→ Données de l'exercice
━━━━━━━━━━━━━━━━━━━━

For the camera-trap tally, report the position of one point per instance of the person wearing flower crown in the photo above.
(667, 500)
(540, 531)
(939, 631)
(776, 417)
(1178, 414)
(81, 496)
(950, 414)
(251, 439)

━━━━━━━━━━━━━━━━━━━━

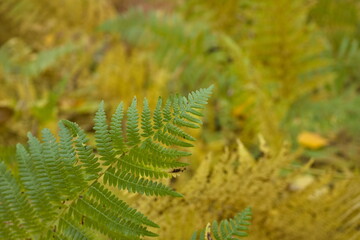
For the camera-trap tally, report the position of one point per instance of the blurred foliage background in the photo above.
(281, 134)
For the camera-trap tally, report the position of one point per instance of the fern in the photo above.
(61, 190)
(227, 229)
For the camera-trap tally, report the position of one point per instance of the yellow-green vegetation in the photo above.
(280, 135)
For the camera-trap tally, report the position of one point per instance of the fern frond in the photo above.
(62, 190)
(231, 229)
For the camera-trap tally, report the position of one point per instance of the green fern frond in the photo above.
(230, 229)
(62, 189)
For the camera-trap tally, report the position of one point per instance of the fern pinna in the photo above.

━━━━━━━━━━━━━━━━━━━━

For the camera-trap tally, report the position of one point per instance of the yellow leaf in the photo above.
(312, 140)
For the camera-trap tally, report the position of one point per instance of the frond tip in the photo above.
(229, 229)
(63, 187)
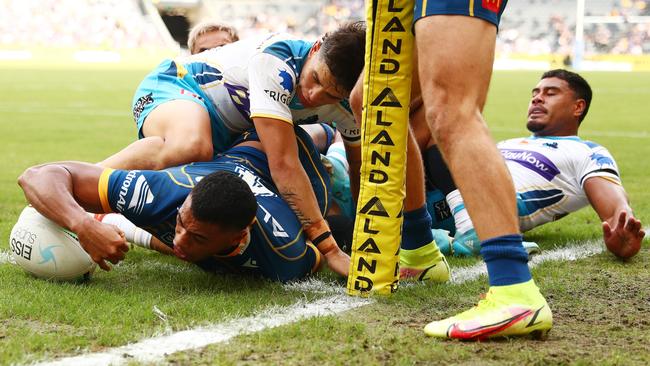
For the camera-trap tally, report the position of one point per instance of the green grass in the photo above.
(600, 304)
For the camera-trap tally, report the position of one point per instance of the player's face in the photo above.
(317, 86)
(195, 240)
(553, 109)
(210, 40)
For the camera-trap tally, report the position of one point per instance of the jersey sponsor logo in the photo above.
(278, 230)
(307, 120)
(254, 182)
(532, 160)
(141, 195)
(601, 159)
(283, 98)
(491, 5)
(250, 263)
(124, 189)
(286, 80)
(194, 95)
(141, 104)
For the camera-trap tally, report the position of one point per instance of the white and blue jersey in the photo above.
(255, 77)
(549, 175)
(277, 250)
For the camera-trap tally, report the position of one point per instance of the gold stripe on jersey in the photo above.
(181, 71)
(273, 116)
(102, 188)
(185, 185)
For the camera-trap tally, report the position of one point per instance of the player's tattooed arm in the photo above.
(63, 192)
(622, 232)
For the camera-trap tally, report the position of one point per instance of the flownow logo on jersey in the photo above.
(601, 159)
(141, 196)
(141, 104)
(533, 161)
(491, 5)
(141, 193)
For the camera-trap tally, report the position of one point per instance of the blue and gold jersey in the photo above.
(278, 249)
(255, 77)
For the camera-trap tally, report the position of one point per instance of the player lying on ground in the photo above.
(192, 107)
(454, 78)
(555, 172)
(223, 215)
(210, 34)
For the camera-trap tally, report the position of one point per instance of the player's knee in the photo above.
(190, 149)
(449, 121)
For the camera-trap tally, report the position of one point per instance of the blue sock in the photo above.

━━━━━━━━━━━━━━━━━━━━

→ Problème posé
Pouvez-vous recopier toutes les lignes, sans en omettre aucune, en commençant à celle qui contient « knee in the photo above. » et en vous arrêtant après celle qui contient « sock in the photo above. » ? Multipliez chaque coordonnée des réponses par 0,95 et arrondissez-la à l'entier le plus proche, les demis vers le haut.

→ Réponse au problème
For the camera-trap tally, report the position of one point per instance of the player's knee in the photo above.
(181, 142)
(427, 115)
For the camera-trap tally, report the position of one point per instance of the blue sock in the photo above.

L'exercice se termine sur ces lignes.